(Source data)
# # # # #

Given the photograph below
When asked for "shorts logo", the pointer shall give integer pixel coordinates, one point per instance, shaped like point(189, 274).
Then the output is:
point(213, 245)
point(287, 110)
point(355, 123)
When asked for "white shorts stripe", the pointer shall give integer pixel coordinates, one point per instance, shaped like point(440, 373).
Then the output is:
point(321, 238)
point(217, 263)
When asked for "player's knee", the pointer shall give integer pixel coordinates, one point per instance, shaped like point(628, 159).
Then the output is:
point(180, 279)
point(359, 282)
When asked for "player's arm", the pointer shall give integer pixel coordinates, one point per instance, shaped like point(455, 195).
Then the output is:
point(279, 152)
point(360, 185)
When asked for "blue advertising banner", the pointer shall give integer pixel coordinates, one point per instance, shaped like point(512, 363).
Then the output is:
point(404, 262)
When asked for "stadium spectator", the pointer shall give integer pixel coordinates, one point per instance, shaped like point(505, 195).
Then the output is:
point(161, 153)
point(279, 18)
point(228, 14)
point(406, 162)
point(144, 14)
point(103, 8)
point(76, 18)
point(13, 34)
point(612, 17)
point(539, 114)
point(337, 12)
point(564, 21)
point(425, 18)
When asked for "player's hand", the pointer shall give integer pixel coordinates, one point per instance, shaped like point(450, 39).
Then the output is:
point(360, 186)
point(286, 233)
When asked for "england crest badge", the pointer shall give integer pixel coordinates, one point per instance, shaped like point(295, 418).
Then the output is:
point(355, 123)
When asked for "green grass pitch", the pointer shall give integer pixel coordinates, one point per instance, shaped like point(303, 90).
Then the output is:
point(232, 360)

# # # # #

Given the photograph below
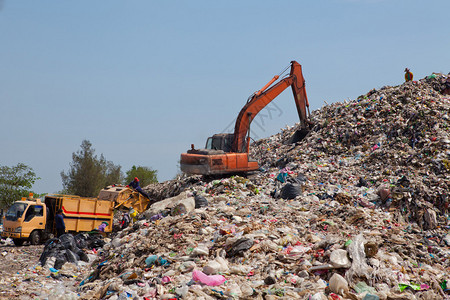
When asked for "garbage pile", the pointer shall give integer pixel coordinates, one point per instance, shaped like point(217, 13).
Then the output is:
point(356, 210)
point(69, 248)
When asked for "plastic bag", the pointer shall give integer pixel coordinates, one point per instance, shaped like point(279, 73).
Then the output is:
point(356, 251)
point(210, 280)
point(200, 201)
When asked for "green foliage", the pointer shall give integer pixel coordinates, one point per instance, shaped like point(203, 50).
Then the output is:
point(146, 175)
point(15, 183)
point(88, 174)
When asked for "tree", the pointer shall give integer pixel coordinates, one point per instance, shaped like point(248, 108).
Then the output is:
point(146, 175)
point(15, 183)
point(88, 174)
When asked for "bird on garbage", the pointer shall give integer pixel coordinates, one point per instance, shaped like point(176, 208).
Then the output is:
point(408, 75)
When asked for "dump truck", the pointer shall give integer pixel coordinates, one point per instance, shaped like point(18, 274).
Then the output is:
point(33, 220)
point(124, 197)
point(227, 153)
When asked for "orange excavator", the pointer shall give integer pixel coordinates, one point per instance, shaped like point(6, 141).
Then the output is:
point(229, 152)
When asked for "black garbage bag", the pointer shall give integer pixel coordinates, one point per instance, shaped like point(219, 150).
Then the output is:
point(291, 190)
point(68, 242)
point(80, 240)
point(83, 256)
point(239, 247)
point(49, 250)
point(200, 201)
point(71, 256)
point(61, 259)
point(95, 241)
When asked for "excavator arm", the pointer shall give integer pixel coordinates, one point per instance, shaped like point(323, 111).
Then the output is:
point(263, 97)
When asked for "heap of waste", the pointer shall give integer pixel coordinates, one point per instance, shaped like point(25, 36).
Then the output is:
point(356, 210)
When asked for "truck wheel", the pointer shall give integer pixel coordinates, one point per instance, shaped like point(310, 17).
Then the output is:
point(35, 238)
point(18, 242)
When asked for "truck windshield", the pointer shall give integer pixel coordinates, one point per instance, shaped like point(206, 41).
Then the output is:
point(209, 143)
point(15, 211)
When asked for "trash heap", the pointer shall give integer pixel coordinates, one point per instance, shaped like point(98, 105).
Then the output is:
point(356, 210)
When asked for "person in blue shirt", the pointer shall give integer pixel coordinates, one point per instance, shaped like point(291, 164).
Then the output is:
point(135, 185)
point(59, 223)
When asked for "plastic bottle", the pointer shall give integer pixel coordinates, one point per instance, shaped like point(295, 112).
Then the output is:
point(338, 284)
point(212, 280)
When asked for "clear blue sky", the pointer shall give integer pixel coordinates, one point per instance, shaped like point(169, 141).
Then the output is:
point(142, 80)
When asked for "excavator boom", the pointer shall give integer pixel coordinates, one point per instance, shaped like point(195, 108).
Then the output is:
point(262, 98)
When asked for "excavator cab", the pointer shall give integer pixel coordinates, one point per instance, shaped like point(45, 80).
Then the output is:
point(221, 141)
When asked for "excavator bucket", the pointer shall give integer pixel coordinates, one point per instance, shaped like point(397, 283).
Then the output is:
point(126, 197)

# # # # #

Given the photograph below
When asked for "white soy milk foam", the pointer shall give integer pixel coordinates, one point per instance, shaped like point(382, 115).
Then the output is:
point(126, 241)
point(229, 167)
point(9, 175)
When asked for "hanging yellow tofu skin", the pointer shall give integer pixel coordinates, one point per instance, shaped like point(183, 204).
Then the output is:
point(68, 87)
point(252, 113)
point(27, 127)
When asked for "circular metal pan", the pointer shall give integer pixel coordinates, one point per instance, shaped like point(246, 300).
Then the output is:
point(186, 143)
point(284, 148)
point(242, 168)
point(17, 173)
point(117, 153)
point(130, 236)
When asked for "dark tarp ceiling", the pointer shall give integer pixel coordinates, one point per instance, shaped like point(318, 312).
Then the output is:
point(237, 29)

# # # # #

» **About this task**
Scan the records above and report every line with the string "heap".

» **Result**
When asked for "heap of waste", the pointer shall give integer pixel coordinates, one point per instance, shaped like point(25, 36).
When asked for "trash heap", the pointer shall give integer pixel coordinates, one point per instance, shaped like point(98, 105).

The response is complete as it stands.